**TASK**
The entries are given below. Output each one unchanged.

**RECORDS FOR PROCESSING**
---------------

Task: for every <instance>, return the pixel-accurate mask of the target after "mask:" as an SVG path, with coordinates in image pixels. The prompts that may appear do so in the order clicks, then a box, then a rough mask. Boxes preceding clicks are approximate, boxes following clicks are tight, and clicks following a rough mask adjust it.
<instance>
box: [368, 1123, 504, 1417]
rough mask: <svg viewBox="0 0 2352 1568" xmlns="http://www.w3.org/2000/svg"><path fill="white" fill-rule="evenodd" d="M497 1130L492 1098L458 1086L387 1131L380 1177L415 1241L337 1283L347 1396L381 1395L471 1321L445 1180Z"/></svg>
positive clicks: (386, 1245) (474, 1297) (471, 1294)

---------------

**SOLUTION FOR THIS EXERCISE**
Task: for every <instance>, return the pixel-accurate mask of the target after "mask:" as an SVG path, with coordinates in image pixels. The prompts that may appear do so in the order clicks, then a box, then a rough mask. Boxes preceding clicks are approximate, boxes following clicks are tight, and clicks following a rough mask adjust it.
<instance>
box: [368, 1123, 504, 1417]
rough mask: <svg viewBox="0 0 2352 1568" xmlns="http://www.w3.org/2000/svg"><path fill="white" fill-rule="evenodd" d="M497 1130L492 1098L458 1086L387 1131L380 1177L415 1241L337 1283L347 1396L381 1395L471 1321L445 1180Z"/></svg>
positive clicks: (386, 1245) (474, 1297) (471, 1294)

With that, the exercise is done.